#### Items

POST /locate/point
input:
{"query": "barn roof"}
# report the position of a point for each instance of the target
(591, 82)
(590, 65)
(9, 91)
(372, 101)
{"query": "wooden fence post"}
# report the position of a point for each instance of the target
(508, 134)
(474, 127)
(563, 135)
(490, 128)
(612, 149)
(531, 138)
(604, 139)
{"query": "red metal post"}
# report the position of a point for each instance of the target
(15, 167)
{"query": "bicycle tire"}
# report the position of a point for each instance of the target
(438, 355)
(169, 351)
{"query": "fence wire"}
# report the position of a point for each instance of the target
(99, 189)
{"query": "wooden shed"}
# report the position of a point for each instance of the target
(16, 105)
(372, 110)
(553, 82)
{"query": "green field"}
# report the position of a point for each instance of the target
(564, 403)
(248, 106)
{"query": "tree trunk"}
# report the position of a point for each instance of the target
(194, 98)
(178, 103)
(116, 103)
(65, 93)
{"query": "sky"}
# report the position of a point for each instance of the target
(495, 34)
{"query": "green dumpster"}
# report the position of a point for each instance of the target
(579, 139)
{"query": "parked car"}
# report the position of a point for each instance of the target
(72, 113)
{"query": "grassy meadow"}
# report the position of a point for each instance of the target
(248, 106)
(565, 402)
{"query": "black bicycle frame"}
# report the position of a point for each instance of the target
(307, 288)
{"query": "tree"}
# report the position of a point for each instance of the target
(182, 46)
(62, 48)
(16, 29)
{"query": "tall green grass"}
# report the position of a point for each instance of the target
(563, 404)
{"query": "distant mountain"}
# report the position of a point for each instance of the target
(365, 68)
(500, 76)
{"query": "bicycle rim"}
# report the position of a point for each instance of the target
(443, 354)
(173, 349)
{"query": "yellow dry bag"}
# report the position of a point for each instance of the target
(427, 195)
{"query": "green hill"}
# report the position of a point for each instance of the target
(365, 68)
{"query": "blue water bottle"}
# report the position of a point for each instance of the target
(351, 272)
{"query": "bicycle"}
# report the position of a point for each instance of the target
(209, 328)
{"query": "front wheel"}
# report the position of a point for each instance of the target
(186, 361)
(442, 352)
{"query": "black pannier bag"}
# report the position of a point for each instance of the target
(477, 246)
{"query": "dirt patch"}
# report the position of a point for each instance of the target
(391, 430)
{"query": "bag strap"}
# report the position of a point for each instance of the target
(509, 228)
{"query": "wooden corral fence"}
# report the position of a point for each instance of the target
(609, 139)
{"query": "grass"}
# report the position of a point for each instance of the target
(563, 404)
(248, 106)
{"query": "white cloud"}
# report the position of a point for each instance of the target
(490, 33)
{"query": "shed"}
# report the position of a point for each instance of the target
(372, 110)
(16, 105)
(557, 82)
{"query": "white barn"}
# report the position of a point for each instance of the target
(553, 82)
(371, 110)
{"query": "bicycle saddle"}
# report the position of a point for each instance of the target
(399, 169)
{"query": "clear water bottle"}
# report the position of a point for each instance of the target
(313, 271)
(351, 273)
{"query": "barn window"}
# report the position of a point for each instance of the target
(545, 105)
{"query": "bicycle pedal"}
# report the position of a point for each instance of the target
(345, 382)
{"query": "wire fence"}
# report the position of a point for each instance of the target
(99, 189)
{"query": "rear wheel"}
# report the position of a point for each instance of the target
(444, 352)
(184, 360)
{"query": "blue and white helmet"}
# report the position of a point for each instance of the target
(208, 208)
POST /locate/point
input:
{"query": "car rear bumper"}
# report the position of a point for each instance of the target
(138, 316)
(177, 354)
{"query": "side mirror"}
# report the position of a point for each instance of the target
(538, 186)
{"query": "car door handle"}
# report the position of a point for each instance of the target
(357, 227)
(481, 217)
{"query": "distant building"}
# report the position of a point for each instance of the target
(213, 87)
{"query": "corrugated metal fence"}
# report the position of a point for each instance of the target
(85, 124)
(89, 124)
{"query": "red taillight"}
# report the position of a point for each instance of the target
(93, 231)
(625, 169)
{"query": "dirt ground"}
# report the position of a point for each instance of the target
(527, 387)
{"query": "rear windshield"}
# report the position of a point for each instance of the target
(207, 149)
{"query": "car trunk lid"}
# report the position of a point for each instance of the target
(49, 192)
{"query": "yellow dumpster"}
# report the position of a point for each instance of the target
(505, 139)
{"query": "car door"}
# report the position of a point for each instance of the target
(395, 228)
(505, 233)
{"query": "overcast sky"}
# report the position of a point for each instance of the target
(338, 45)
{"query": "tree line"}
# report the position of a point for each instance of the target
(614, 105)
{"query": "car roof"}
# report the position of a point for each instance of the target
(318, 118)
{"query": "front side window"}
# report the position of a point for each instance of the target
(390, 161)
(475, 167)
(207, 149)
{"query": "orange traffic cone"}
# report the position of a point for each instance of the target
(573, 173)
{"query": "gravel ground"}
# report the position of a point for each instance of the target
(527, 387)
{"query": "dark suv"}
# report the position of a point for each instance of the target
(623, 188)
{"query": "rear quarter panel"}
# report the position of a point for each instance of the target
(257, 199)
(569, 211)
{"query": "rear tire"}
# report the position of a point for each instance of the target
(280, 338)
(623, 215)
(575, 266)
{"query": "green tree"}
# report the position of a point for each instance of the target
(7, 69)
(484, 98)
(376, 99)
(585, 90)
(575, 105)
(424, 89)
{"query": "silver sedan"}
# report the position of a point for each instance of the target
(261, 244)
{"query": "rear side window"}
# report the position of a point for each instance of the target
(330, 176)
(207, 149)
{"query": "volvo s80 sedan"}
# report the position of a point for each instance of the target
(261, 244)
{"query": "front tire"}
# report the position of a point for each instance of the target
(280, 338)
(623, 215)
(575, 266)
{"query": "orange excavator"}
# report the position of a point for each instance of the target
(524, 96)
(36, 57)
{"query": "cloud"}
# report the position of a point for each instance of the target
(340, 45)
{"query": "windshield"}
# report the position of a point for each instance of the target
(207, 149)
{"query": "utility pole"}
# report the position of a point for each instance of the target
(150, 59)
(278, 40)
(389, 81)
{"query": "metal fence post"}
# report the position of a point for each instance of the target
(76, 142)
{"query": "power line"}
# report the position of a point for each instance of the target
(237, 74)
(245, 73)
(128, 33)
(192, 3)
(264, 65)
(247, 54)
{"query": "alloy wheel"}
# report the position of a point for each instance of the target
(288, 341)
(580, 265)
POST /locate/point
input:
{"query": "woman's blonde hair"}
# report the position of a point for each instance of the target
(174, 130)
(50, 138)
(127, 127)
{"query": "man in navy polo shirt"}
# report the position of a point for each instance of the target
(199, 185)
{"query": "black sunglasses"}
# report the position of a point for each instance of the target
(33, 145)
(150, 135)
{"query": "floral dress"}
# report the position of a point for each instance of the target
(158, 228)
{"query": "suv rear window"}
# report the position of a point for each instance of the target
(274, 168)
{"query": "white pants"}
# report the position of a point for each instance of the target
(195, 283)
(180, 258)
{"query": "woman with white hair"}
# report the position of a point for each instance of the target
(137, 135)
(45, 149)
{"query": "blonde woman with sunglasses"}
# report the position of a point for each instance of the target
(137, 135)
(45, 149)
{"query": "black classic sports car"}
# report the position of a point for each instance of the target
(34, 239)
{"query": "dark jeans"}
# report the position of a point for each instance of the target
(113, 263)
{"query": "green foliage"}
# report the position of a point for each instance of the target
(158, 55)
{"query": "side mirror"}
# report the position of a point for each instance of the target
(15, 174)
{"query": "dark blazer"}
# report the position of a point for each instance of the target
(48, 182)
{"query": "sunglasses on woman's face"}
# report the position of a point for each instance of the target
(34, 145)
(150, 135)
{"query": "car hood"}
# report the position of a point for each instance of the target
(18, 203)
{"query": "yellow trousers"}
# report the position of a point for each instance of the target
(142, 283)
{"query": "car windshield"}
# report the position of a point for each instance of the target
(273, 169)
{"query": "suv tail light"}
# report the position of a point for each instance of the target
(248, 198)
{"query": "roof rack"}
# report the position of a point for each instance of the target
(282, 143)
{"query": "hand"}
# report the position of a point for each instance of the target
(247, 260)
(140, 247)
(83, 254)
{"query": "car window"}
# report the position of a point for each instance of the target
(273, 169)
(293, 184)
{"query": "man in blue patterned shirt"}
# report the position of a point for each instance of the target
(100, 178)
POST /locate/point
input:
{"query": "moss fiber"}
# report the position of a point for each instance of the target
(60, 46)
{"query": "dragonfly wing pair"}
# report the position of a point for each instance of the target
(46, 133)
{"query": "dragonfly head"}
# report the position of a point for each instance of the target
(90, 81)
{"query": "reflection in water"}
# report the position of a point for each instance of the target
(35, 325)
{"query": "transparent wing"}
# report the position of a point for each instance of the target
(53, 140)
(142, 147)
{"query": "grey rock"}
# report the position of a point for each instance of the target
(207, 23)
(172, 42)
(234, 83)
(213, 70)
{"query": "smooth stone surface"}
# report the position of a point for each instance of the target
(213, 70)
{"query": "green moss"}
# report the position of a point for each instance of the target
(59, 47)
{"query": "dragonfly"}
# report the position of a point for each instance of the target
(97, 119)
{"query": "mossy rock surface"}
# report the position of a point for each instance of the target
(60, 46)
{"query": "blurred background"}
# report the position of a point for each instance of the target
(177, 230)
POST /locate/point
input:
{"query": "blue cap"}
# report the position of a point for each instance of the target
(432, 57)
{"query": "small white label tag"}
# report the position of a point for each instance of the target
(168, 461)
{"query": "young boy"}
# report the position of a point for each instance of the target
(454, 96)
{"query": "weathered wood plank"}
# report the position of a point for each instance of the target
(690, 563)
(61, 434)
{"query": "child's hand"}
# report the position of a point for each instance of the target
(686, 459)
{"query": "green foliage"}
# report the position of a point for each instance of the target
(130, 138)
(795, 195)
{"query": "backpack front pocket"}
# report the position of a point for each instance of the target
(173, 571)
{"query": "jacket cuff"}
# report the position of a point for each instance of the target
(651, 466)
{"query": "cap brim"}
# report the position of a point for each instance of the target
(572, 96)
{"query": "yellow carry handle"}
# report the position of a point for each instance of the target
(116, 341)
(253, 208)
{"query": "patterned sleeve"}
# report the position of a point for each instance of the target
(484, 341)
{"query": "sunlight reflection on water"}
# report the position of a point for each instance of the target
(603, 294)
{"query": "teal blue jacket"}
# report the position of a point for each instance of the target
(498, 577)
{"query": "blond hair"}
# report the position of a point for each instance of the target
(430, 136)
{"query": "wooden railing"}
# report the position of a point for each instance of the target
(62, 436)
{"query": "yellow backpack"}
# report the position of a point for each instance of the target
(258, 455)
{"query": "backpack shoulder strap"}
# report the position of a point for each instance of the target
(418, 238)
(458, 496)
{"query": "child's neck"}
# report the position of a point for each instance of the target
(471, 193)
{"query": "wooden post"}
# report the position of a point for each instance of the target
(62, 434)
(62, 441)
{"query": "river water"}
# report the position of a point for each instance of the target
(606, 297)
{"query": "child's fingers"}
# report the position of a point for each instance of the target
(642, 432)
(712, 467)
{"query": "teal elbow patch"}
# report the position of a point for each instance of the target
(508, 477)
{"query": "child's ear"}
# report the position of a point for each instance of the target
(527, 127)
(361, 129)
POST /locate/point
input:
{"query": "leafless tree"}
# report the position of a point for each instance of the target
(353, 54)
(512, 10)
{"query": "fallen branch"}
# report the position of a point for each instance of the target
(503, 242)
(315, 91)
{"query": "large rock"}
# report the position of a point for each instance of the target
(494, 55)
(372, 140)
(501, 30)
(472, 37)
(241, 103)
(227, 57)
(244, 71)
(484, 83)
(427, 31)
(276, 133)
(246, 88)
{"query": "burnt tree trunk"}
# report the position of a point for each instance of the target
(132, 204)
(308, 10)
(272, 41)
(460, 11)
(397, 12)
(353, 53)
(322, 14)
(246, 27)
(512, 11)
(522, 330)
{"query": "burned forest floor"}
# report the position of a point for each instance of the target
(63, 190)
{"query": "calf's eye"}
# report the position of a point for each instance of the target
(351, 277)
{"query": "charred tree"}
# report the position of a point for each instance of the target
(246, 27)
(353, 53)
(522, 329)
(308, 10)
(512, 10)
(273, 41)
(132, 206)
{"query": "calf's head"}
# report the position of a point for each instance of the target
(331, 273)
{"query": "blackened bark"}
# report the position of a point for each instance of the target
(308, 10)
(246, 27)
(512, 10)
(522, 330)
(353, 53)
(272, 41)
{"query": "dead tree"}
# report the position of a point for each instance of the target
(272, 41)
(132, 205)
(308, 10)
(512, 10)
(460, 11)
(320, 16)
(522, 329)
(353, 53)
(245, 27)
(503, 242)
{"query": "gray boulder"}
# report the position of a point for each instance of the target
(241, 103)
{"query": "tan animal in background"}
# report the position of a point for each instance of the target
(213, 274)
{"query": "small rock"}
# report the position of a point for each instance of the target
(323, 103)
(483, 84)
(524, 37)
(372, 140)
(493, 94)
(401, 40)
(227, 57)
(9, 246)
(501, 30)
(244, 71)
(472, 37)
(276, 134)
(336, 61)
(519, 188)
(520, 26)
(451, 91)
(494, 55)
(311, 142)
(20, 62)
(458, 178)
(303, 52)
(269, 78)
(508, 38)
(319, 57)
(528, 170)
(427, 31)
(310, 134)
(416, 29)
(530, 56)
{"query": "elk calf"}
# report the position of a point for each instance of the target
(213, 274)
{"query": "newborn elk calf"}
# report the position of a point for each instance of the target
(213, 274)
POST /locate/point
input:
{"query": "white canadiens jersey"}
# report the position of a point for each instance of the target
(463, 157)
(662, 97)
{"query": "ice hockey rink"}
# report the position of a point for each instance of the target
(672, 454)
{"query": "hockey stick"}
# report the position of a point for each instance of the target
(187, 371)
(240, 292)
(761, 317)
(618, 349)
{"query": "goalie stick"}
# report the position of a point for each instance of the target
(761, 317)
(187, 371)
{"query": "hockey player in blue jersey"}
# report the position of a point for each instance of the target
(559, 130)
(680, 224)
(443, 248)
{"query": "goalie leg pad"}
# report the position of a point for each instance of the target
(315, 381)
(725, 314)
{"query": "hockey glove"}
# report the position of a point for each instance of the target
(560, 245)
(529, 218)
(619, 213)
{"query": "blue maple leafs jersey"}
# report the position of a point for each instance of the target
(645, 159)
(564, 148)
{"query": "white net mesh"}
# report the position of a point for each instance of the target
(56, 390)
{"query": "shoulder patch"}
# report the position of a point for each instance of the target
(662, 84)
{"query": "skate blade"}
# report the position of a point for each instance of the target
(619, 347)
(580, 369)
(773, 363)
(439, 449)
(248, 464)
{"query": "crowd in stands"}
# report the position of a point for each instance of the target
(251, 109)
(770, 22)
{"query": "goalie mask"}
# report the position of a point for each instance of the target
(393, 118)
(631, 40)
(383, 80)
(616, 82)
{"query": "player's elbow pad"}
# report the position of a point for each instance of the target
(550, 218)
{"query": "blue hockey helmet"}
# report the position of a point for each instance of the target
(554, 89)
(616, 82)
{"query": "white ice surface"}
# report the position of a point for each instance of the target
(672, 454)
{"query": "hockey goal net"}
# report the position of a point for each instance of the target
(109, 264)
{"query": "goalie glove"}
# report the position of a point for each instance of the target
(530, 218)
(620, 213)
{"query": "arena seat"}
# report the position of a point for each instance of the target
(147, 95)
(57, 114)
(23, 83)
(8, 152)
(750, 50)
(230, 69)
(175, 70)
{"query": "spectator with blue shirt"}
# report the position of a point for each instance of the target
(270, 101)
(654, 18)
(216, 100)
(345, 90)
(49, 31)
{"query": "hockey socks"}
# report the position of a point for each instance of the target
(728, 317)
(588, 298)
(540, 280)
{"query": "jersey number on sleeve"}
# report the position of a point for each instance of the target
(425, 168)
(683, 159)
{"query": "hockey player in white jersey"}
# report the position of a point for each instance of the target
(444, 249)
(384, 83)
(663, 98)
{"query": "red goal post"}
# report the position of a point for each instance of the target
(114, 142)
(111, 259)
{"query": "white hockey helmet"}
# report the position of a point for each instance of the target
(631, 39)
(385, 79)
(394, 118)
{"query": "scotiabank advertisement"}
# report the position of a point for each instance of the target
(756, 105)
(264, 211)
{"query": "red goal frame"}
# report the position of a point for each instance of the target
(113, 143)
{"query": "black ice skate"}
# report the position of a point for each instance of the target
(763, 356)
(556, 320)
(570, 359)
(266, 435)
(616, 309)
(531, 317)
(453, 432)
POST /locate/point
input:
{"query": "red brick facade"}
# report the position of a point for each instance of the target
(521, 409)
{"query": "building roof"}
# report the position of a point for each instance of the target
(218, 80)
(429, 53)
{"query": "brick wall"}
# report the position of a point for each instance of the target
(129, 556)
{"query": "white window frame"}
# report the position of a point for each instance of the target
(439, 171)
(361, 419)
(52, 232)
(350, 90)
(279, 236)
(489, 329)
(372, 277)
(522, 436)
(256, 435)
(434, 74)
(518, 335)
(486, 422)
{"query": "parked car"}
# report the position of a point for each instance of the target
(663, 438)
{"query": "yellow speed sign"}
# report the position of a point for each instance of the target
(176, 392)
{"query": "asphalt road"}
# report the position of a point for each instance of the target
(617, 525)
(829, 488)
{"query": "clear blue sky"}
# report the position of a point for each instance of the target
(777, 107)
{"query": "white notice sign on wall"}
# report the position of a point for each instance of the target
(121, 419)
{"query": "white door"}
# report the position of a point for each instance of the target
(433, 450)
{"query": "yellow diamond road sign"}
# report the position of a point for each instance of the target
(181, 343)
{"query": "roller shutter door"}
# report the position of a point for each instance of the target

########

Instructions for the task: Repeat exactly the lines from the one containing "notice sign on" through the last line of the records above, both included, and nothing else.

Exercise output:
{"query": "white notice sign on wall"}
# report the position of a point for each instance of the target
(121, 419)
{"query": "white door"}
# report the position of a point for each instance of the target
(433, 450)
{"query": "yellow diamond road sign"}
# report the position of a point for each instance of the target
(181, 343)
{"query": "roller shutter door"}
# report the position of a point for each instance of the target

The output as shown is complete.